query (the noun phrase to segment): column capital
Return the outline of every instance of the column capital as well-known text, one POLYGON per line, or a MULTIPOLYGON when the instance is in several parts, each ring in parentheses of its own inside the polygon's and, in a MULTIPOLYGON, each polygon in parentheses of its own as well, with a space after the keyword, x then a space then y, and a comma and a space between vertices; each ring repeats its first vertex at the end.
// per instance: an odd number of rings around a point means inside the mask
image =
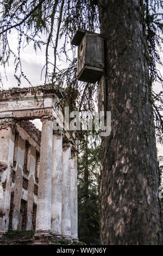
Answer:
POLYGON ((73 156, 76 156, 78 154, 78 150, 77 145, 73 144, 71 149, 71 154, 73 156))

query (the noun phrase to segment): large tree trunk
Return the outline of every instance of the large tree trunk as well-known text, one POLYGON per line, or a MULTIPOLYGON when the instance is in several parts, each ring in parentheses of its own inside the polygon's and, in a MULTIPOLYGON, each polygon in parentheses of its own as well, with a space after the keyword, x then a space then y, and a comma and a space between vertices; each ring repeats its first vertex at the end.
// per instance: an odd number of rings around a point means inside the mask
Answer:
POLYGON ((98 5, 111 112, 111 134, 102 142, 101 242, 162 244, 143 1, 99 0, 98 5))

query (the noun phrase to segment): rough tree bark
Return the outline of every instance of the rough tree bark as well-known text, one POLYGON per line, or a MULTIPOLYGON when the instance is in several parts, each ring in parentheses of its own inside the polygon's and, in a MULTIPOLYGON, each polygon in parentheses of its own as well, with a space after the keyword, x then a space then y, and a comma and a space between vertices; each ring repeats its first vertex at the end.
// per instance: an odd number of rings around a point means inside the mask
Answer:
POLYGON ((102 142, 103 245, 162 244, 159 168, 142 0, 98 0, 105 36, 107 110, 102 142))

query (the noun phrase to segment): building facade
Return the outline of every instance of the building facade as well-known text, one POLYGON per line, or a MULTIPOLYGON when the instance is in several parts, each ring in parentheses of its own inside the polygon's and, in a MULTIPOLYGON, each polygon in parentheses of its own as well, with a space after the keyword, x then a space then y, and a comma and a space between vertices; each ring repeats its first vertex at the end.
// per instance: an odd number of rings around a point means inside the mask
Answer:
POLYGON ((53 128, 62 96, 52 86, 0 93, 1 233, 35 229, 78 241, 77 140, 53 128))

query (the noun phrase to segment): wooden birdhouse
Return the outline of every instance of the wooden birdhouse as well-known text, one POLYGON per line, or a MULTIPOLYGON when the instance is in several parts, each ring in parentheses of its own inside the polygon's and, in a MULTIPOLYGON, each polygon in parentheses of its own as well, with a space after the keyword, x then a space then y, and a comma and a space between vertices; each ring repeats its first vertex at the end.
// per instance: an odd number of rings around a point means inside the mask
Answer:
POLYGON ((103 37, 99 34, 78 29, 71 44, 78 46, 78 80, 96 83, 104 73, 103 37))

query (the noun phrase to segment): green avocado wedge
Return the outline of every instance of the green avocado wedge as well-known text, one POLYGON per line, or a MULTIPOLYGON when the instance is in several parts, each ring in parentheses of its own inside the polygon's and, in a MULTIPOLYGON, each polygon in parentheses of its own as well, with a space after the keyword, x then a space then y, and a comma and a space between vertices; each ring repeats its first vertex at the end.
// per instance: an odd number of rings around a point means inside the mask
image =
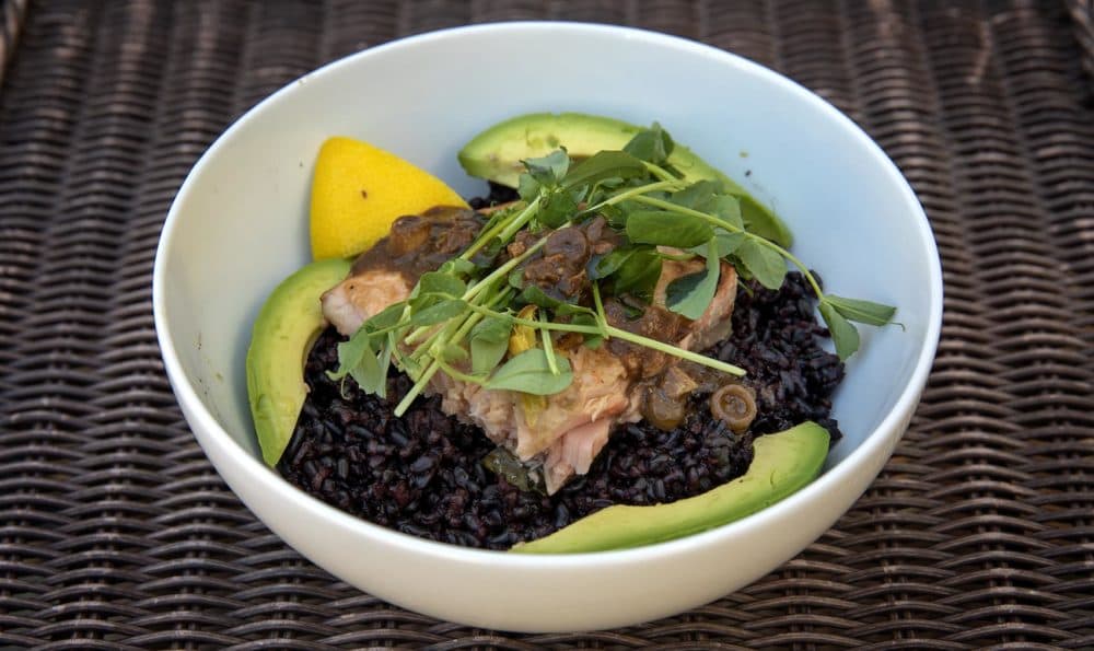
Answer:
POLYGON ((828 432, 812 421, 756 439, 748 472, 700 496, 653 507, 608 507, 554 534, 517 544, 520 554, 607 551, 663 543, 765 509, 816 478, 828 432))
MULTIPOLYGON (((516 187, 522 161, 545 156, 565 147, 572 159, 584 159, 602 150, 622 149, 642 127, 583 113, 531 113, 499 123, 459 150, 459 164, 472 176, 516 187)), ((690 149, 676 143, 668 162, 688 182, 717 181, 741 200, 741 216, 748 230, 783 247, 793 243, 790 229, 768 207, 740 184, 708 164, 690 149)))
POLYGON ((349 274, 349 260, 312 263, 266 299, 247 349, 247 398, 263 458, 270 466, 284 452, 307 396, 304 363, 326 321, 323 292, 349 274))

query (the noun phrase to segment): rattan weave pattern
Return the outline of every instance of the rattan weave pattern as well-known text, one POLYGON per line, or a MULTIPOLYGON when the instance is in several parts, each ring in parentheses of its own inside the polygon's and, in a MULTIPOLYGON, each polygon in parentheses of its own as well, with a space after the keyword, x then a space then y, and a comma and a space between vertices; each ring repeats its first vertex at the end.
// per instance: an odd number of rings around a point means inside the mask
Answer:
MULTIPOLYGON (((0 44, 22 4, 0 0, 0 44)), ((0 648, 1094 648, 1094 86, 1064 2, 53 0, 25 18, 0 86, 0 648), (856 507, 736 594, 600 633, 435 621, 300 558, 206 461, 152 328, 162 220, 234 116, 399 35, 537 18, 698 38, 815 90, 906 173, 945 270, 922 406, 856 507)))

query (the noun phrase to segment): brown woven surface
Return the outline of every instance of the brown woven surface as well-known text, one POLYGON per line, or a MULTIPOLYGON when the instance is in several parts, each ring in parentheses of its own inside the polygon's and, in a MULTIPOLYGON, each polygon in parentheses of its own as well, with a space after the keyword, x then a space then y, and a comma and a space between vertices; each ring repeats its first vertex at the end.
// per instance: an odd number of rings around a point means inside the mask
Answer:
POLYGON ((30 9, 0 89, 0 647, 1094 648, 1094 96, 1067 4, 545 4, 30 9), (821 93, 916 187, 947 288, 922 406, 853 510, 736 594, 602 633, 440 623, 300 558, 206 461, 152 329, 162 220, 233 116, 399 35, 534 18, 683 34, 821 93))

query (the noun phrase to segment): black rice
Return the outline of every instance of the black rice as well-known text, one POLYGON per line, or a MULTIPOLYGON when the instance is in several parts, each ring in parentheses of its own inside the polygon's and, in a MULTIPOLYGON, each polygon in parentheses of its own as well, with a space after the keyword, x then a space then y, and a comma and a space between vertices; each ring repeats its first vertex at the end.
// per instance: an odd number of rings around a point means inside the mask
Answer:
POLYGON ((326 371, 337 365, 340 338, 328 330, 309 357, 311 393, 278 468, 302 490, 371 522, 490 549, 542 537, 610 504, 700 495, 744 474, 755 435, 812 419, 839 438, 830 396, 843 365, 819 346, 827 332, 810 295, 798 274, 779 291, 742 284, 733 334, 708 351, 748 372, 759 411, 749 431, 735 435, 696 398, 676 430, 640 422, 616 431, 589 474, 550 498, 487 470, 481 460, 493 444, 444 415, 439 398, 418 398, 396 418, 395 405, 410 387, 401 373, 391 374, 387 398, 365 395, 352 381, 330 381, 326 371))

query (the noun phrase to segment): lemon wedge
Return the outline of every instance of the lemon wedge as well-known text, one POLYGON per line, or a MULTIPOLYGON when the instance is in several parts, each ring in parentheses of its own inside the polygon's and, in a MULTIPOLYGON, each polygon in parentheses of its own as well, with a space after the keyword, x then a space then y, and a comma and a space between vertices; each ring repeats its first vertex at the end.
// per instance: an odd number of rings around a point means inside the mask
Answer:
POLYGON ((357 255, 399 217, 434 206, 467 204, 443 181, 393 153, 352 138, 329 138, 312 181, 312 256, 357 255))

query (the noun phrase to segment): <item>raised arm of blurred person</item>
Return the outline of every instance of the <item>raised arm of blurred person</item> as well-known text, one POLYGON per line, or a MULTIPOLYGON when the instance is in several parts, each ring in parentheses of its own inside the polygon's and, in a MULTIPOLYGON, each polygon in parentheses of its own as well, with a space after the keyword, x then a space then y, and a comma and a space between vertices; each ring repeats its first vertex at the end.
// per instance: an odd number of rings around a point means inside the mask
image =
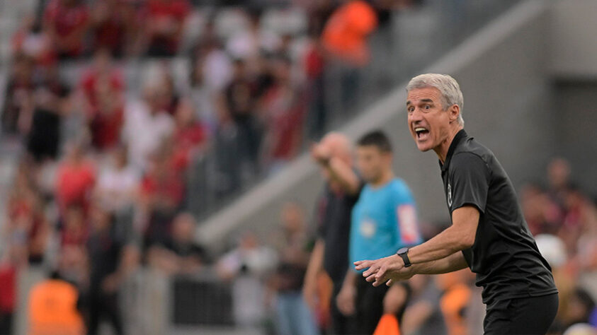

============================================================

▸ **The exercise**: Could you return every row above word for word, leaving out the pictures?

▸ **Answer to this exercise**:
query (the noun phrase to segment): column capital
Return the outline of every instance of the column capital as well-known text, one POLYGON per line, or a MULTIPOLYGON when the instance is in several parts, each ring in parentheses of its own inside the polygon's and, in a MULTIPOLYGON, each polygon in parentheses of its own as well, with a space after the keyword, x then a space then y, and a comma and a space between vertices; each ring repeats its first vertex at the end.
// per instance: an odd number of rings around a point means inside the mask
image =
Answer:
POLYGON ((73 156, 76 156, 78 154, 78 150, 77 145, 73 144, 71 149, 71 154, 73 156))

query (the noun phrase to segment): large tree trunk
Return the outline of every instance of the large tree trunk as well-known text, one POLYGON per line, or a MULTIPOLYGON when the instance is in several parts, each ring in parentheses of its own inside the polygon's and, in a MULTIPOLYGON, each polygon in parentheses of its own as well, with a space after the keyword, x then a space then y, and a comma and a space between vertices; each ring repeats its first vertex at the end.
// per instance: an odd number of rings around a point means inside the mask
Answer:
POLYGON ((98 5, 111 112, 111 134, 102 142, 101 242, 162 244, 143 1, 99 0, 98 5))

query (the noun phrase to segment): rough tree bark
Return the outline of every instance of the rough tree bark as well-known text, one POLYGON per line, or a MULTIPOLYGON when the instance is in several parts, each ring in parentheses of its own inside the polygon's and, in a MULTIPOLYGON, each polygon in parentheses of its own as well, with a space after the keyword, x then a space then y, and a comma and a space between vertices; each ring repeats its first vertex at the end.
// per instance: an odd number of rings around a point means inside the mask
Answer:
POLYGON ((102 142, 103 245, 162 244, 159 168, 142 0, 98 0, 105 36, 107 110, 102 142))

query (the noun phrase to segment): building facade
Return the outline of every instance of the building facade as well-known text, one POLYGON per line, or a MULTIPOLYGON when the instance is in several parts, each ring in parentheses of its own inside the polygon's and, in a MULTIPOLYGON, each polygon in parentheses of its own as well, with a space after the keyword, x then a space then y, and a comma and a space between vertices; each ring repeats its first vertex at the end.
// per instance: an odd number of rings around a point means inside the mask
Answer:
POLYGON ((53 128, 62 96, 52 86, 0 93, 1 233, 35 229, 78 241, 77 140, 53 128))

query (the noun phrase to segment): wooden birdhouse
Return the outline of every instance of the wooden birdhouse as well-known text, one POLYGON per line, or a MULTIPOLYGON when the instance is in several parts, each ring in parentheses of its own inside the polygon's and, in a MULTIPOLYGON, each polygon in parentheses of its own as well, with a space after the keyword, x then a space then y, and a comma and a space between vertices; each ring repeats its first vertex at the end.
// per instance: an odd number of rings around a point means inside the mask
Answer:
POLYGON ((103 37, 99 34, 78 29, 71 44, 78 46, 78 80, 96 83, 104 73, 103 37))

query (the noun phrase to segment): green avocado wedge
Return the outline of every instance of the green avocado wedge as well-known text, one POLYGON per line, or a MULTIPOLYGON when the instance is in several parts, each ring in parentheses of its own inside the polygon's and, in a MULTIPOLYGON, each polygon in parentheses of its own as well, with a space after the keyword, x then a space then y, and a comma and a space between vertices; each ring repeats its first vertex at the end.
// per instance: an odd number of rings around a point means inside the mask
image =
Answer:
POLYGON ((828 432, 812 421, 756 439, 748 472, 700 496, 653 507, 608 507, 554 534, 517 544, 520 554, 607 551, 663 543, 765 509, 816 478, 828 432))
MULTIPOLYGON (((516 187, 522 161, 545 156, 565 147, 572 159, 584 159, 602 150, 622 149, 642 127, 583 113, 531 113, 499 123, 459 150, 459 164, 472 176, 516 187)), ((690 149, 676 143, 668 162, 688 182, 717 181, 741 200, 741 216, 748 230, 783 247, 793 243, 790 229, 768 207, 740 184, 708 164, 690 149)))
POLYGON ((349 274, 349 260, 312 263, 266 299, 247 349, 247 398, 263 458, 270 466, 284 452, 307 396, 304 363, 326 321, 323 292, 349 274))

query (the noun phrase to segment): rattan weave pattern
Return the outline of every instance of the rattan weave pattern as well-known text, one POLYGON per line, or a MULTIPOLYGON when the instance is in several parts, each ring in parentheses of its own inside the polygon's and, in a MULTIPOLYGON, each polygon in parentheses of its own as well, with a space after the keyword, x then a space then y, and a comma and a space between vertices; each ring repeats its first vertex at the end.
// per instance: an odd number of rings around a point means inside the mask
Answer:
MULTIPOLYGON (((0 44, 22 4, 0 0, 0 44)), ((0 648, 1094 648, 1094 86, 1064 2, 53 0, 25 18, 0 86, 0 648), (856 507, 736 594, 600 633, 435 621, 300 558, 206 461, 152 328, 162 220, 234 116, 399 35, 537 18, 698 38, 815 90, 906 173, 945 270, 922 406, 856 507)))

query (the noun phrase to segment): brown woven surface
Return the outline of every instance of the brown woven surface as well-known text, one POLYGON per line, or a MULTIPOLYGON when the instance is in several parts, each ring in parentheses of its own inside the polygon's and, in a MULTIPOLYGON, each polygon in parentheses of its own as well, with a space after the keyword, x then a space then y, and a comma and a space between vertices; each ring repeats its first vertex at the end.
// per instance: an odd number of rings around a point means inside the mask
Answer:
POLYGON ((30 9, 0 89, 0 647, 1094 648, 1094 96, 1067 4, 545 4, 30 9), (821 93, 916 187, 947 288, 922 406, 853 510, 736 594, 602 633, 440 623, 300 558, 206 461, 152 329, 162 220, 233 116, 399 35, 534 18, 683 34, 821 93))

query (the noun phrase to segment): black rice
Return the outline of every instance of the black rice as well-known text, one POLYGON per line, or a MULTIPOLYGON when the instance is in several parts, each ring in parentheses of its own inside the polygon's and, in a MULTIPOLYGON, each polygon in parentheses of its own as well, with a space after the keyword, x then a space then y, and a comma and a space between vertices; each ring repeats its first vertex at the end.
// per instance: an odd number of rings around a point means inside the mask
Answer:
POLYGON ((326 371, 337 365, 340 338, 328 330, 309 357, 311 393, 278 468, 302 490, 371 522, 490 549, 542 537, 610 504, 700 495, 744 474, 755 435, 812 419, 839 438, 830 396, 843 365, 819 346, 827 332, 810 295, 798 274, 779 291, 742 284, 733 334, 708 351, 748 372, 759 411, 749 431, 735 435, 696 398, 676 430, 640 422, 616 431, 589 474, 550 498, 487 470, 481 460, 493 444, 444 415, 439 398, 418 398, 396 418, 395 405, 410 387, 401 373, 391 374, 387 398, 365 395, 352 381, 330 381, 326 371))

query (the noun phrase to segment): lemon wedge
Return the outline of every instance of the lemon wedge as well-known text, one POLYGON per line, or a MULTIPOLYGON when the instance is in several parts, each ring in parentheses of its own inside the polygon's and, in a MULTIPOLYGON, each polygon in parentheses of its own as well, with a space after the keyword, x then a space then y, and a comma and a space between vertices; each ring repeats its first vertex at the end.
// per instance: an odd number of rings around a point means inside the mask
Answer:
POLYGON ((357 255, 399 217, 434 206, 467 204, 443 181, 393 153, 352 138, 329 138, 312 181, 312 256, 357 255))

query (the noun phrase to segment): <item>raised arm of blurred person</item>
Return the outline of every instance of the <item>raised arm of blurred person</item> as well-known text, one POLYGON per line, or a MULTIPOLYGON when the instance is in several parts, each ring in parentheses of its own inside the polygon's and, in a MULTIPOLYGON, each polygon in parentheses of its own as well, with a space after the keyword, x then a space then y, and a comma and a space between vertices; each ring repeats its first vertex at the end.
// per instance: an odd number of rings around a point means inside the mask
image =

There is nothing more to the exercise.